### Work to complete:
Are you able to retype all the records below exactly?

======== Data in this exercise ========

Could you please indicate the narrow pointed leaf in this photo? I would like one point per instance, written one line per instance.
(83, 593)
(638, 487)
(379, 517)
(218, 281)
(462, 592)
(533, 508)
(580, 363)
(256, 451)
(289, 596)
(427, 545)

========

### Exercise solution:
Could you please indicate the narrow pointed leaf in this photo? I would like one point per instance, written one line per instance.
(83, 593)
(638, 487)
(379, 517)
(218, 281)
(462, 592)
(533, 508)
(580, 363)
(256, 451)
(289, 596)
(427, 545)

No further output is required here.